### Brief
Retype every entry exactly, down to the last character.

[Data excerpts]
* * * * * * *

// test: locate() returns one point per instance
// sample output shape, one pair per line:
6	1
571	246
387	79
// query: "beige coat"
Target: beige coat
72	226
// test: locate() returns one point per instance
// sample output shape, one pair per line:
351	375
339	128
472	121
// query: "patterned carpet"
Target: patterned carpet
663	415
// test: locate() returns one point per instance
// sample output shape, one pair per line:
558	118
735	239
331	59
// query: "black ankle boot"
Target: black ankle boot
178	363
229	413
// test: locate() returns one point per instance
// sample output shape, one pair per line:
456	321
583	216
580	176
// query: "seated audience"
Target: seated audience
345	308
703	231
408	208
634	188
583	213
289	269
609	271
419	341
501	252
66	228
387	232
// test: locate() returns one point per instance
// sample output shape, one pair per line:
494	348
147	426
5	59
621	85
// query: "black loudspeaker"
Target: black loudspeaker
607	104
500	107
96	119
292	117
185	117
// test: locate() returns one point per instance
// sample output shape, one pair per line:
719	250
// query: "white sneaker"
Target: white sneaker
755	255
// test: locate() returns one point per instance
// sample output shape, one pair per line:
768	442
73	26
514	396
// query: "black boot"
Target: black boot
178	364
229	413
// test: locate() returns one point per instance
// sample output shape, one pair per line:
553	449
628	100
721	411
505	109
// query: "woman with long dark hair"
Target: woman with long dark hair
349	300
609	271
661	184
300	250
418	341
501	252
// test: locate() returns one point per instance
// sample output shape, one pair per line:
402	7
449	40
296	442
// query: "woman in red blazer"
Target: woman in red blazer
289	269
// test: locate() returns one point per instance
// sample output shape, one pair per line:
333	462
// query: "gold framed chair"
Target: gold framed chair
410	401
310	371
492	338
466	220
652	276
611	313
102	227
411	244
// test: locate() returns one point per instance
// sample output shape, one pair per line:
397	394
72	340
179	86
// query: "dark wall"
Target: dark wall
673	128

* * * * * * *

### Your solution
// test: locate() returns one point per instance
// sample output shape, one pair per line:
6	1
571	246
387	79
// query: "beige coat"
Target: beige coat
72	226
// test: locate() returns one point per instance
// sample output shape, one pair per line:
351	375
339	128
472	121
// query: "patterned carpet"
Target: patterned carpet
663	415
// test: locate() returns one point per instance
// sample output shape, one pair per line:
558	118
735	239
331	59
// query: "black ankle boot"
Target: black ankle boot
178	363
229	413
// test: locate() returns one point per instance
// sample output shape, one pair per line:
456	321
583	216
580	176
// query: "seated audience"
Target: seated audience
345	308
703	231
408	208
634	188
583	213
289	269
609	271
419	341
501	252
66	228
387	232
// test: locate() returns one point per instance
// sample output shape, one pair per line:
494	348
147	426
5	59
621	85
// query: "black loudspeaker"
Target: black loudspeaker
607	104
500	107
96	119
292	117
185	117
// test: locate() returns one point per instance
// sample output shape, one pair per line:
719	250
// query: "white sneaker"
Target: white sneaker
755	255
// test: locate() returns one point per instance
// sample output shape, one pair per line:
768	442
73	26
514	396
// query: "black boot"
Target: black boot
178	364
229	413
// test: locate() returns one point per instance
// sample output shape, one pair per line:
553	449
628	100
721	411
505	109
// query: "woman with long dark hair"
Target: woman with long dark hair
349	300
609	271
661	184
300	250
418	341
501	252
// test: locate() returns one point per instance
// sample output shape, one pair per line:
402	7
449	40
296	442
// query: "woman in red blazer"
Target: woman in red blazer
289	269
// test: locate() returns one point per instance
// sample output shape, one pair per line:
333	462
// query: "gold framed chair"
Target: gold framed chair
410	401
310	371
492	338
466	220
652	276
611	313
102	227
411	244
// test: locate() returns one point per instance
// sample output shape, one pair per line:
397	394
72	340
179	86
// query: "dark wall"
Target: dark wall
673	128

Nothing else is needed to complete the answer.